[Request] Exactly as given, repeat all of the entries.

[Supplied data]
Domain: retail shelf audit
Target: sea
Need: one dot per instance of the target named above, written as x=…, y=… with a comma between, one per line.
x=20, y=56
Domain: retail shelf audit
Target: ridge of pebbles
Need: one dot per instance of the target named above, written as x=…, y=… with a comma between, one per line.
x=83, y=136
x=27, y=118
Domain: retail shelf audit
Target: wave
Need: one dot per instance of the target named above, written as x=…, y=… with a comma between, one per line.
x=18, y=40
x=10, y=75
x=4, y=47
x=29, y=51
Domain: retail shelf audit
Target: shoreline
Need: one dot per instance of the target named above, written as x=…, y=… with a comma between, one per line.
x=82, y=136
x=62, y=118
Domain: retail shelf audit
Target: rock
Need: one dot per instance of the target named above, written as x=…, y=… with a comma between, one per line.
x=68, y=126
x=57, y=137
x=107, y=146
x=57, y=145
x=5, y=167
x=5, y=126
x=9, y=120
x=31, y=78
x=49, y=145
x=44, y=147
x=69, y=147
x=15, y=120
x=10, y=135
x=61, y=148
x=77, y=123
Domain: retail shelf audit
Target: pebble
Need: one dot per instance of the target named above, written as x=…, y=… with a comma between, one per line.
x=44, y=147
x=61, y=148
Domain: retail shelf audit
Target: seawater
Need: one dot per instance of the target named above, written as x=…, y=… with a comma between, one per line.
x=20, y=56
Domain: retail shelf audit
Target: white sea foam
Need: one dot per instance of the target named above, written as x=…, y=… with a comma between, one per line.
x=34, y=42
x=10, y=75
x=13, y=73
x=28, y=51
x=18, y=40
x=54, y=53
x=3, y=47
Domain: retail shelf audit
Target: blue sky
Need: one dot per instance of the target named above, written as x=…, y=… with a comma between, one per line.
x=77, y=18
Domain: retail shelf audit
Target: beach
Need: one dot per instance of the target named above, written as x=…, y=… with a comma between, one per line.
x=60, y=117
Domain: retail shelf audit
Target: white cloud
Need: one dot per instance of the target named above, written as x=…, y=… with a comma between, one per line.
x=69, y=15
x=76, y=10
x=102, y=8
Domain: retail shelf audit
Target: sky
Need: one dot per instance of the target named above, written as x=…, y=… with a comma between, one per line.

[Answer in full]
Domain: retail shelf audit
Target: sea
Need: one dot per instance of the target named above, written as x=…, y=… with a comma between, one per line.
x=20, y=56
Domain: retail shelf audit
Target: ridge of pebbles
Need: one dot per instance of the target named above, written as x=…, y=… with a comma between, one per line.
x=83, y=136
x=27, y=118
Domain: retail shelf audit
Target: wave
Need: one dot per instance of the target named above, written as x=…, y=… with a comma between, one per line.
x=18, y=40
x=10, y=75
x=4, y=47
x=29, y=51
Domain: retail shelf audit
Target: shoreline
Need: one dot per instance of the target named above, written as x=…, y=… with a comma between, one per line.
x=82, y=136
x=62, y=118
Domain: retail shelf audit
Target: rock
Need: one dot per instance of the target named above, written as x=…, y=… with a comma between, one per line.
x=68, y=126
x=57, y=137
x=107, y=146
x=57, y=145
x=5, y=167
x=5, y=126
x=9, y=120
x=31, y=78
x=49, y=145
x=44, y=147
x=69, y=147
x=15, y=120
x=10, y=135
x=61, y=148
x=77, y=123
Domain: retail shelf audit
Target: pebble
Need: one dot per instance of the target named above, written as x=…, y=… with a comma between, one per line.
x=44, y=147
x=61, y=148
Domain: retail shelf audit
Target: seawater
Need: one dot per instance of the target named above, written as x=…, y=… with a comma between, one per line.
x=20, y=56
Domain: retail shelf audit
Target: white sea foam
Need: one dot per instance of the target named above, written as x=…, y=… with a comma between, one per line.
x=34, y=42
x=10, y=75
x=13, y=73
x=28, y=51
x=18, y=40
x=54, y=53
x=3, y=47
Domain: retail shelf audit
Target: blue sky
Need: one dot per instance of the target named above, written as x=…, y=… with a comma between, one per line.
x=77, y=18
Domain: retail shelf audit
Target: beach
Need: one dot per instance of the target named above, written as x=…, y=… with a comma between, one per line.
x=60, y=117
Domain: retail shelf audit
Target: white cloud
Need: one dot per instance of the target named above, written as x=…, y=… with a comma between, one per line.
x=69, y=15
x=76, y=10
x=102, y=8
Domain: retail shelf audit
Target: sky
Need: one dot per instance of the target named above, written as x=…, y=… with a comma between, one per line.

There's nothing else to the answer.